─── Dataset excerpts
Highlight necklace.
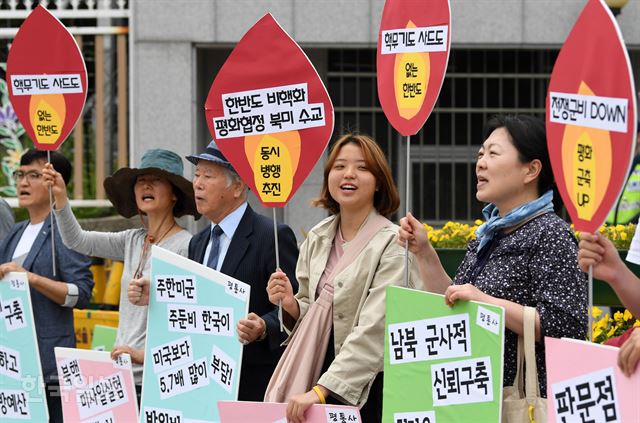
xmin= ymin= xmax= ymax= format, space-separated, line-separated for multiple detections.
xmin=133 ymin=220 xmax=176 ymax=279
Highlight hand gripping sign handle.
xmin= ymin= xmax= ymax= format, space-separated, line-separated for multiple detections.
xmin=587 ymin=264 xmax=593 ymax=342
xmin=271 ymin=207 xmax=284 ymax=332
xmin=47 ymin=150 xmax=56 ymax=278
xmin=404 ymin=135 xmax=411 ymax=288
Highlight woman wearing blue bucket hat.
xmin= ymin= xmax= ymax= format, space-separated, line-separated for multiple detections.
──────
# Work to do
Copy every row above word for word, omitting the pictures.

# Exercise solution
Highlight necklace.
xmin= ymin= xmax= ymax= format, space-separated, line-separated for multiple detections.
xmin=133 ymin=220 xmax=176 ymax=279
Highlight hand gripping sign handle.
xmin= ymin= xmax= ymax= format, space-separated, line-separated for multiple detections.
xmin=587 ymin=264 xmax=593 ymax=342
xmin=271 ymin=207 xmax=284 ymax=332
xmin=47 ymin=150 xmax=56 ymax=278
xmin=404 ymin=135 xmax=411 ymax=288
Highlight woman wearing blue bucket hat.
xmin= ymin= xmax= ymax= format, space-separated, line-separated for multiple detections.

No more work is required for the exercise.